INFORMATION PROVIDED ::
*****
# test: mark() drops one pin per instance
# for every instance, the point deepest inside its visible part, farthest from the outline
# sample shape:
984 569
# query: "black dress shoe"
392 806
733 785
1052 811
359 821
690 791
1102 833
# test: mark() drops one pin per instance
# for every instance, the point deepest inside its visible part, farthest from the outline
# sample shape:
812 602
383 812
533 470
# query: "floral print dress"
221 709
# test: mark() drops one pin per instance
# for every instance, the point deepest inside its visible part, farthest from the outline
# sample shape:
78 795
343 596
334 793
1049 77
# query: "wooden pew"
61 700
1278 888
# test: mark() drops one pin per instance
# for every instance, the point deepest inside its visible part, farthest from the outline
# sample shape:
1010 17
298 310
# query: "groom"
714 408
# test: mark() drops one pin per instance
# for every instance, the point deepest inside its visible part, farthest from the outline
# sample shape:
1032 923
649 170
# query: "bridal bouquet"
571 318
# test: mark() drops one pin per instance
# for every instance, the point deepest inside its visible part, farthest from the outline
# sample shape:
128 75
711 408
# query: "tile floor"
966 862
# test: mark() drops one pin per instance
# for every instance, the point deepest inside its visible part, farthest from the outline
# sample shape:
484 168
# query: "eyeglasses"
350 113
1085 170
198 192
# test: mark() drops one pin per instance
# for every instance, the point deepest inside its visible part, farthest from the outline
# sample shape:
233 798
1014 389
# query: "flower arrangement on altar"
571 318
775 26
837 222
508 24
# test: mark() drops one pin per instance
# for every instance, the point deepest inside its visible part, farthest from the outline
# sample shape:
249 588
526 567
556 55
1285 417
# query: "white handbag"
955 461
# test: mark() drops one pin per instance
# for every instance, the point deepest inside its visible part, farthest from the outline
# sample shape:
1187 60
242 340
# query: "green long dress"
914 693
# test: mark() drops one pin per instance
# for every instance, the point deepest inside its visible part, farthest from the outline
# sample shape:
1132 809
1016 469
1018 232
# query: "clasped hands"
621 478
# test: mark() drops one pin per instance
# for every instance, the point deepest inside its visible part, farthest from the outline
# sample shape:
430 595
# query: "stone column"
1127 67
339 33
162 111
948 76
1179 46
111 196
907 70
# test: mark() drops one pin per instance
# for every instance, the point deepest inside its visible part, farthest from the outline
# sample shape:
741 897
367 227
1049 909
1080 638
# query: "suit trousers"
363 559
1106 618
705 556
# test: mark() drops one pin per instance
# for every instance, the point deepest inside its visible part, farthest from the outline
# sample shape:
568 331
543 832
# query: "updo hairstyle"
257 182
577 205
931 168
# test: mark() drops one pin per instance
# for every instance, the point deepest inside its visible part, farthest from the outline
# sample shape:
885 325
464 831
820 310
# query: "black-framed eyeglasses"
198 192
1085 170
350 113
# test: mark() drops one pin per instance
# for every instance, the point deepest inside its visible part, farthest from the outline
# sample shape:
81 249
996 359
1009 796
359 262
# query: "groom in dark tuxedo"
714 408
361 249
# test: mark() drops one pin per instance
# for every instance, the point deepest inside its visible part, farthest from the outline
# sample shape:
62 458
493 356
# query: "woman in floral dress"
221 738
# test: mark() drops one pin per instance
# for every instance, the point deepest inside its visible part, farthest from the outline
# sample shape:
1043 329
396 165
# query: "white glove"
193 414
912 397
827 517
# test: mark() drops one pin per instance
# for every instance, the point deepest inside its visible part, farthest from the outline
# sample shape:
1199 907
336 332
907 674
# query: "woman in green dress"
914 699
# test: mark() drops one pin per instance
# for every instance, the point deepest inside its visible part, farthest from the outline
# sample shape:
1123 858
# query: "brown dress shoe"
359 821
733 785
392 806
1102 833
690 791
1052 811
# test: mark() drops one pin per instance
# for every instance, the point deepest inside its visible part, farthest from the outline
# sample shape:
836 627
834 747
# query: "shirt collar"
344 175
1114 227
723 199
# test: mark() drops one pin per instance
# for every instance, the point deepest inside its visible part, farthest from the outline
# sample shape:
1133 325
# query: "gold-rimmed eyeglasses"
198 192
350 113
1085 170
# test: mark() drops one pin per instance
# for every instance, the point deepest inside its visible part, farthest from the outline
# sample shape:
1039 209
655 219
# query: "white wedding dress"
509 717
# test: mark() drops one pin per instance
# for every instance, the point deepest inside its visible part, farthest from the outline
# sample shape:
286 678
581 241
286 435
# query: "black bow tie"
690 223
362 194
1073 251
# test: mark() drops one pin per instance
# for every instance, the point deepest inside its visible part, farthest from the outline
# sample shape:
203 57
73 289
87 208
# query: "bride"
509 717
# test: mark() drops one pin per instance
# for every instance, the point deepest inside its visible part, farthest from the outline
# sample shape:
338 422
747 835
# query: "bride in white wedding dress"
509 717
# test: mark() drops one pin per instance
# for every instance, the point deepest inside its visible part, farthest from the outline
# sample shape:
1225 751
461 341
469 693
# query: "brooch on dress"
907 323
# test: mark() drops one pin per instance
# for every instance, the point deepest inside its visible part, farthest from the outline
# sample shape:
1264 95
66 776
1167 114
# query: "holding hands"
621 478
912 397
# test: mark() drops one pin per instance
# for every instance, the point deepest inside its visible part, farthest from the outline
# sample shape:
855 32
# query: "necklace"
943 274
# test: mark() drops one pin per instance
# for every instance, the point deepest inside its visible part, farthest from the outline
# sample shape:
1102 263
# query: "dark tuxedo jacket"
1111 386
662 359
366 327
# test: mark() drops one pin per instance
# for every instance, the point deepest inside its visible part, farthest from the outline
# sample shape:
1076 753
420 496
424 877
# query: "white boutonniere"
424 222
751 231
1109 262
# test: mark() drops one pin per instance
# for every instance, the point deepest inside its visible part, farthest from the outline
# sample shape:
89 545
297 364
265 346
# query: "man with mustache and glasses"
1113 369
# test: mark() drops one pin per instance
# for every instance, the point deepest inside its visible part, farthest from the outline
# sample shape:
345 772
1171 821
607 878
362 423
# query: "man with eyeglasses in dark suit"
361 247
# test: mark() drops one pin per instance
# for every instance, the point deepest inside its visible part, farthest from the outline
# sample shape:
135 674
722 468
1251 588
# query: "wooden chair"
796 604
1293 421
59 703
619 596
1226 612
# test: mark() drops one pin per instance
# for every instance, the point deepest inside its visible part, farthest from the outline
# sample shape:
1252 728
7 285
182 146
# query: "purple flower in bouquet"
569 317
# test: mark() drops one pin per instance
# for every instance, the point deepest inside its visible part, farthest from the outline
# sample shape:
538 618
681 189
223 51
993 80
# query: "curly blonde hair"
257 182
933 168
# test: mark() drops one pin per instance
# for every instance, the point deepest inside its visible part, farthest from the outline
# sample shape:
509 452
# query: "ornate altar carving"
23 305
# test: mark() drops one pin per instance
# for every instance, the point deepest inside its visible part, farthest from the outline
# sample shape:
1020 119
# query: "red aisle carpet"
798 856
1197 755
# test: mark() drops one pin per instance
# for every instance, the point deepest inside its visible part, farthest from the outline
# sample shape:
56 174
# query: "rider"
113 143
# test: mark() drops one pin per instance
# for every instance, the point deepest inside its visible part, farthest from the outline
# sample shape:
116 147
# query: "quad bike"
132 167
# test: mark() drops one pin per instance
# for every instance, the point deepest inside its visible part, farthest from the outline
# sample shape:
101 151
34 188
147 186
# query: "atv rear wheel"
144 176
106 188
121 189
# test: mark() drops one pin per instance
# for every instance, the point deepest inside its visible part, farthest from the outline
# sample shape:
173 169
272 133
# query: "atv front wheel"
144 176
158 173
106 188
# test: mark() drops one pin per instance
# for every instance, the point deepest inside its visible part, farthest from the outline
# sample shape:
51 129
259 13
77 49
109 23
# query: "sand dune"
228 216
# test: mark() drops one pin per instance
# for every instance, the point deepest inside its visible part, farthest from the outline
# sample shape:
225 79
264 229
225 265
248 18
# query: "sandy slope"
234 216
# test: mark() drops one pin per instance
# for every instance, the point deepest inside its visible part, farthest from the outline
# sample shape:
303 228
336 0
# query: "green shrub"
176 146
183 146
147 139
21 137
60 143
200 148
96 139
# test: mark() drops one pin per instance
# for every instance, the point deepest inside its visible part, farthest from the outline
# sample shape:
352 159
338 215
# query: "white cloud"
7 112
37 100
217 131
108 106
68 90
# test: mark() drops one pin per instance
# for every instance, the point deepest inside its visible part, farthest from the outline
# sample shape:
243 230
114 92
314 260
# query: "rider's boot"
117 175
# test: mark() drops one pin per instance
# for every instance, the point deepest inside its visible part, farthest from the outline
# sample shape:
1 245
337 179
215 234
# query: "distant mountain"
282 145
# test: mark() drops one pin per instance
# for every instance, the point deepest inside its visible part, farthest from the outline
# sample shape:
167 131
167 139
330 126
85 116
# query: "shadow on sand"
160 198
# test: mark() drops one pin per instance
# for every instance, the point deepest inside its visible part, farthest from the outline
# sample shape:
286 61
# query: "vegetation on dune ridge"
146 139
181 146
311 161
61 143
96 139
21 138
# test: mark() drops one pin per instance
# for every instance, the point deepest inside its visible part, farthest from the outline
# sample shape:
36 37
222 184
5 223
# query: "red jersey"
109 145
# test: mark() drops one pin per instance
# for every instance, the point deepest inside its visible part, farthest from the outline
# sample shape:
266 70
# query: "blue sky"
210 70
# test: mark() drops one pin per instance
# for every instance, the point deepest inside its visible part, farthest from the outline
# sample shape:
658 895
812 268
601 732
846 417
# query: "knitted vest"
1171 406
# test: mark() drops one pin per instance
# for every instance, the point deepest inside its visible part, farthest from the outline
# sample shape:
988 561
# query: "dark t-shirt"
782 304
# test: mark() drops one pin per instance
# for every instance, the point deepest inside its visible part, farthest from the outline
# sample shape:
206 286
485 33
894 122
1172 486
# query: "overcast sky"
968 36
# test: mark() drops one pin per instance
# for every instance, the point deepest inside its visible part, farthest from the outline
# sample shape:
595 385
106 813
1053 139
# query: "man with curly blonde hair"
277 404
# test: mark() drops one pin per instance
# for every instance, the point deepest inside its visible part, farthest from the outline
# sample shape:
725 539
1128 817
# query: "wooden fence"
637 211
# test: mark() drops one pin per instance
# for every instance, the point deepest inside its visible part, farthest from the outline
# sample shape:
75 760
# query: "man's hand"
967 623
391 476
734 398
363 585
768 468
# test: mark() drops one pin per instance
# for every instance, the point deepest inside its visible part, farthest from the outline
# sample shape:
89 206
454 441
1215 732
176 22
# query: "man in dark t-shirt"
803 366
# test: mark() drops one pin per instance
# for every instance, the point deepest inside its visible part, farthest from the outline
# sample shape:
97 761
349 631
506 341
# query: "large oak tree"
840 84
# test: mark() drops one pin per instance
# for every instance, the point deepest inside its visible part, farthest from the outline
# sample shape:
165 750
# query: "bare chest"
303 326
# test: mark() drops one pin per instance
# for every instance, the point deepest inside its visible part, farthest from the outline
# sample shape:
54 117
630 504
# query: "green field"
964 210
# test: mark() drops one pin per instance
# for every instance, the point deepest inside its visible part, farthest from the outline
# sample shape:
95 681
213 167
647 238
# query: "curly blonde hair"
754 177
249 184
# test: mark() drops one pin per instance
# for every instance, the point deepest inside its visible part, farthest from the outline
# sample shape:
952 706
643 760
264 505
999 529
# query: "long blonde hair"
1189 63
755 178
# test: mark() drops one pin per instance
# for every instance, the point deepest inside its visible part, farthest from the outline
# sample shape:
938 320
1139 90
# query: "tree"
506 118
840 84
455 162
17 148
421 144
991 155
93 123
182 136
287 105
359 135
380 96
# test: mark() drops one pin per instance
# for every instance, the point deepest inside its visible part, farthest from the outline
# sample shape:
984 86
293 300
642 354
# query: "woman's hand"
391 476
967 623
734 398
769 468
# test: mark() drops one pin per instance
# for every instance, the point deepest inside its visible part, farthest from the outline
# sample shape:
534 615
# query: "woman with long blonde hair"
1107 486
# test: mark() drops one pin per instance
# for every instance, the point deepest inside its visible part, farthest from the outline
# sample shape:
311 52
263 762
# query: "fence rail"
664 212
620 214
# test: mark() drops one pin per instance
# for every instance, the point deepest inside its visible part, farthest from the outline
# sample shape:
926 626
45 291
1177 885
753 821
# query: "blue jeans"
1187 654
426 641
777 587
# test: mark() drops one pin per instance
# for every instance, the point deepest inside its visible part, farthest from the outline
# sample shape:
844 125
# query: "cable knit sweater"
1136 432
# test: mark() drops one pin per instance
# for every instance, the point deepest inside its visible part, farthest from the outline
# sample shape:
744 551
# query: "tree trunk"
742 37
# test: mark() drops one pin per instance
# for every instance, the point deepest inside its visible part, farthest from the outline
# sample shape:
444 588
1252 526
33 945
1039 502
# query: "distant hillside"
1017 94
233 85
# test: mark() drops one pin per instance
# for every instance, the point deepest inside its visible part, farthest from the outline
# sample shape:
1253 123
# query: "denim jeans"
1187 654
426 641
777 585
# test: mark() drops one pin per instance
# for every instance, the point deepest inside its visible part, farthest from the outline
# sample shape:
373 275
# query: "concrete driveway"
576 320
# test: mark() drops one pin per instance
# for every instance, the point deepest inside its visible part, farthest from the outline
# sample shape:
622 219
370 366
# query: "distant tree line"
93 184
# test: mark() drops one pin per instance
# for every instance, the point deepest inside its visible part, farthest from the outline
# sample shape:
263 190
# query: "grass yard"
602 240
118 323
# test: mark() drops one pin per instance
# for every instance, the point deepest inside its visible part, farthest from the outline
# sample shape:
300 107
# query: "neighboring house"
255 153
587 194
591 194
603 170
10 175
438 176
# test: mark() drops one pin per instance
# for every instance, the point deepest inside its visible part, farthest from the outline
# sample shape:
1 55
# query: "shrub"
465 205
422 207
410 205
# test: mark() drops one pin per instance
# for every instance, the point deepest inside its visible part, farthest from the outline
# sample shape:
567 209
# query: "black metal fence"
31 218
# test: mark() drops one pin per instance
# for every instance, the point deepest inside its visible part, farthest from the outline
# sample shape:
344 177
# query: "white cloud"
*****
GIVEN INSTRUCTION ::
Show every line of the records above that contains the word "floral".

WRITTEN ANSWER ::
# query: "floral print dress"
# query: "woman in floral dress"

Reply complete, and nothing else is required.